#### [TASK OBJECTIVE]
Write out exactly, with no other output, the lines below from the one that contains "Query: man's shoulder" through the end.

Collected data
[Start of section]

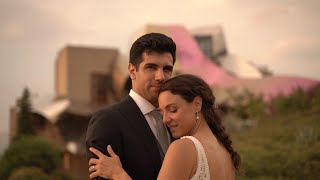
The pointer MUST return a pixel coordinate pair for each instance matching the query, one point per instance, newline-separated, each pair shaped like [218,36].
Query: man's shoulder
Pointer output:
[114,109]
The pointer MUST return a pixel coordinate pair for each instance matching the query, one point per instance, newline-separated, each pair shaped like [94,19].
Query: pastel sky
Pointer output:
[283,35]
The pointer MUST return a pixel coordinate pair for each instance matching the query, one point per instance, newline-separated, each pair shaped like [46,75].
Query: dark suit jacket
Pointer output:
[124,127]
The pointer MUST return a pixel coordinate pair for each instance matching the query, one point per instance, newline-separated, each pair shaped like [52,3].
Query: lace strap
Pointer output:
[202,171]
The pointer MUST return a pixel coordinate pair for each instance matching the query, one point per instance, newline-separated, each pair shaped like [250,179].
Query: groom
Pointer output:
[131,126]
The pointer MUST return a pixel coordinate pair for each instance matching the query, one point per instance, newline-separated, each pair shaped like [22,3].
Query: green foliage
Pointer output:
[297,101]
[27,173]
[60,175]
[29,152]
[282,146]
[315,98]
[24,121]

[End of section]

#### [RESULT OF THIS EXERCISE]
Query: man's shoulder
Pointer output:
[114,109]
The pointer MUST return a pixel coordinate pair for each instance matching the query, one point per instance, newline-separated, each pair shaped like [94,19].
Query: pastel sky
Pointer output:
[283,35]
The pointer MUST return a pixel coordinate pair for each instance matching the query, one point per instance, newline-separated, each pair shaped like [46,75].
Query: dark suit jacket
Pointer output:
[124,127]
The pointer MUST return a pixel coordinate pair for each instance matching the query, one point per instance, newline-separated, each pair shaped like [52,3].
Query: lace strap
Pointer output:
[202,171]
The pointer MUST return a pixel coordinate pair for each instance matching the query, one point per instance, newline-separated, each pair shaped like [250,179].
Query: groom
Pointer output:
[131,126]
The pointer MUST return a pixel coordinate pair for each instance matching the query, one point per instance, newline-separated, each pair shaped like [22,3].
Query: green foliage
Pointer output:
[297,101]
[27,173]
[60,175]
[29,152]
[282,146]
[315,98]
[24,121]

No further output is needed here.